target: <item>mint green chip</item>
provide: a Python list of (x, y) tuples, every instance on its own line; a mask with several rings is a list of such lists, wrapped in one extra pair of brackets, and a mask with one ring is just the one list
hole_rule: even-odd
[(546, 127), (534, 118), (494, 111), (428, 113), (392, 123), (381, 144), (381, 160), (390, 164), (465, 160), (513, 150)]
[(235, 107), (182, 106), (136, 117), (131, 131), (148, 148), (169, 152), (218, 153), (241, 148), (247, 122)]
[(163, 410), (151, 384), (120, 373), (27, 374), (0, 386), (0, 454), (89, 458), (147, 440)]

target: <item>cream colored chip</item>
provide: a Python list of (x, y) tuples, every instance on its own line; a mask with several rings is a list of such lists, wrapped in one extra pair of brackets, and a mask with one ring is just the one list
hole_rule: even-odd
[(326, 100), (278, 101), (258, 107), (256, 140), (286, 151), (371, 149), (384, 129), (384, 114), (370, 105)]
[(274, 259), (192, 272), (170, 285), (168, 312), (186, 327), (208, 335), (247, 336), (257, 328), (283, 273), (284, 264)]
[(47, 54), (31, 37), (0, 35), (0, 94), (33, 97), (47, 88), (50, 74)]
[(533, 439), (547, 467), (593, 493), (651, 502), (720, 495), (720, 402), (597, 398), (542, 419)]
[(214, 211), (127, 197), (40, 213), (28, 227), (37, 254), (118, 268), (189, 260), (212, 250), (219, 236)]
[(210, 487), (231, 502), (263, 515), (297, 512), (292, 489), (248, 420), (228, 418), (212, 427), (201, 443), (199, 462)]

———

• TASK BRIEF
Retype exactly the lines of the data above, starting at its first line and finishing with the line that has "target: <item>cream colored chip</item>" in it.

• SOLUTION TO THIS TASK
target: <item>mint green chip</item>
provide: a Python list of (x, y) tuples, every instance on its own line; a mask with several rings is a list of such lists, wrapped in one extra pair of brackets, and a mask with one ring is just the one list
hole_rule: even-odd
[(546, 127), (534, 118), (494, 111), (428, 113), (392, 123), (381, 144), (381, 160), (390, 164), (465, 160), (513, 150)]
[(235, 107), (182, 106), (136, 117), (131, 131), (148, 148), (169, 152), (218, 153), (241, 148), (247, 122)]
[(163, 410), (151, 384), (120, 373), (27, 374), (0, 386), (0, 454), (89, 458), (147, 440)]

target: <item>cream colored chip</item>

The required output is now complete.